- REQUIREMENTS:
1. In the article about the Cobargo fires, reproduce the passage from "And then there" up to and including "on their feet.".
2. Answer these questions using the article about the Cobargo fires:
(a) Where was Boyle when she learned the fire front was heading toward the family farm?
(b) Which team did Boyle's father formerly play for?
(c) About how much money did the GoFundMe campaign raise?
3. Pick up the article about the Cobargo fires after its final sentence and keep writing.

- TEXT PROVIDED:
____________________
But when it came to her fire-ravaged home town of Cobargo on the NSW south coast, the Wallaroos forward knew she needed to be on the front lines.
Boyle was in the US when she learnt the ferocious fire front was headed towards the family farm and faced a torturous few hours waiting to hear from family due to the loss of communications in the area.
"I saw it the social media around it all and I was like, oh my God, and because all the (mobile reception) towers were burnt down, there was no phone service or anything," she said.
Boyle's father, former Canberra Raiders player David, and sisters were on the farm but she was able to speak to her mother, and eventually her father, to ensure her family was safe and sound.
"Everything on the farm was burnt but they saved the house which was the main thing," she said.
With the heartbreak and devastation still occurring across the country, our hearts are breaking for those who have lost so much. The beauty of growing up in a small community is knowing that everyone gets behind each other, now we need your help. @_bellakerr and I have made a GoFundMe page for the families in Cobargo and surrounding towns. We don’t know how long it will take to rebuild our town, but we have to start somewhere. Link is in my bio. Picture taken by my sister @daisyboyyle at our family farm
"But a lot of our neighbours lost their houses. My dad and my sisters stayed as long as they could and managed to save the house.
"We're cattle (a cattle farm), we lost a couple and a couple of horses but not too much."
"Not too much" in relation to friends and neighbours - those Boyle grew up around and many of whom lost houses and livestock and are struggling.
"There were lives lost which is just unfathomable but for people that have lost their homes and all their belongings, it's more the sentimental things (that matter)," she said.
"Because it came through so quick they didn't really have a chance to get things out and it's holiday time, so everyone was away and it was New Year's Eve, so I think everyone's in shock. But everyone's already rebuilding and there's been so much great support … and it's really nice to see everyone helping out the community."
Boyle said much of that support had been practical - people arriving without notice to help repair fences so cattle weren't lost and others carrying out the grim task of burying animals lost to the fires.
And then there was Boyle and sister-in-law Isabella Kerr, who launched a GoFundMe campaign that raised almost $10,000 for residents of the region.
Given the immediate requirements of residents, Boyle and Kerr - the partner of her brother, NRL player Morgan - have already closed their GoFundMe drive to ensure money raised could be quickly distributed to those most in need.
"So many people feel hopeless when they're not there so that's why I wanted to go home and do what I could to help down here and there were a lot of people doing fundraising and donating money," Boyle said.
"And Bella, my sister-in-law and I, we'd known some people that had lost their places, so we just wanted to help give them immediate relief to get on their feet.
____________________
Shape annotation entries

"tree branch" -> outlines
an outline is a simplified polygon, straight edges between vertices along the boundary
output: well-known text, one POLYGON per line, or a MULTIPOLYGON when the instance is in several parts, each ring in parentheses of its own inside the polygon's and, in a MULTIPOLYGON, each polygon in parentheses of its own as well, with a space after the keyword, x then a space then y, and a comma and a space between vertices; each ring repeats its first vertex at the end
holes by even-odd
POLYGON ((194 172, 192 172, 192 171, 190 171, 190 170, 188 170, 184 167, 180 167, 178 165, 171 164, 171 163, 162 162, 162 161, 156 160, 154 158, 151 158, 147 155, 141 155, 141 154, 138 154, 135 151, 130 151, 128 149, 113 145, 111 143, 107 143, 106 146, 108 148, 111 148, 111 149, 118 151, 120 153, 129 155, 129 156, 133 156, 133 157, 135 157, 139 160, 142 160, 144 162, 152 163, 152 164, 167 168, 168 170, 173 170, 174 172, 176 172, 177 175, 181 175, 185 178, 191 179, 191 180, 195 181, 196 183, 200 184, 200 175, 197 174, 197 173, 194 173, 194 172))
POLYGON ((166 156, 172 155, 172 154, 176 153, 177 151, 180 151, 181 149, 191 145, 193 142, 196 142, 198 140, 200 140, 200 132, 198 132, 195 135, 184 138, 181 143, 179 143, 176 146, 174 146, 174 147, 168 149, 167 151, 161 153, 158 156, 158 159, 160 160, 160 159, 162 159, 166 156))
____________________
- TASK-BY-TASK ANSWERS:
1.
And then there was Boyle and sister-in-law Isabella Kerr, who launched a GoFundMe campaign that raised almost $10,000 for residents of the region.
Given the immediate requirements of residents, Boyle and Kerr - the partner of her brother, NRL player Morgan - have already closed their GoFundMe drive to ensure money raised could be quickly distributed to those most in need.
"So many people feel hopeless when they're not there so that's why I wanted to go home and do what I could to help down here and there were a lot of people doing fundraising and donating money," Boyle said.
"And Bella, my sister-in-law and I, we'd known some people that had lost their places, so we just wanted to help give them immediate relief to get on their feet.

2.
(a) In the US.
(b) The Canberra Raiders.
(c) Almost $10,000.

3.
"It's not that much money but it just helps give them a little start to buy the essentials because they've lost everything."
While Boyle now lives on the Gold Coast and represents the Reds and Brisbane Broncos in the NRLW competition, she still has a deep connection to the Cobargo and far south coast community that is not only home but stepped up in 2010 to support her family after her father suffered a farming accident that almost claimed his life.
"We've grown up there our whole lives. You know everyone from when you start school to when you leave and then come back," she said.
"It's a very special community and everyone gets around everyone very well and it's really special to be a part of.
"Whether they're family friends, family or (community), everyone knows everyone and it's very tightknit."
Boyle - who has had two nerve blocking injections to combat the pain of the bulging disc in her neck and pins and needles she gets down her arm - will return to Queensland this week to rehabilitate her neck injury and is unsure when she will return to the field.
"I want to make sure that I do all my rehab and everything right before I rush into anything but it is killing me watching from the sidelines," she said.
"They're hoping with the rest it'll just heal itself but it's something I'll just have to monitor and check and get scans regularly to see if it's (helping)."
Boyle faced a heavy schedule playing both codes of rugby last year but is philosophical about her injury.
"Workload's one thing but we've only got short seasons and it's kind of like only playing one full season almost," she said.
"I came back from a shoulder injury on my left shoulder (in the 2018 season), so I think it's probably more of an over-compensation thing because this is on my right side.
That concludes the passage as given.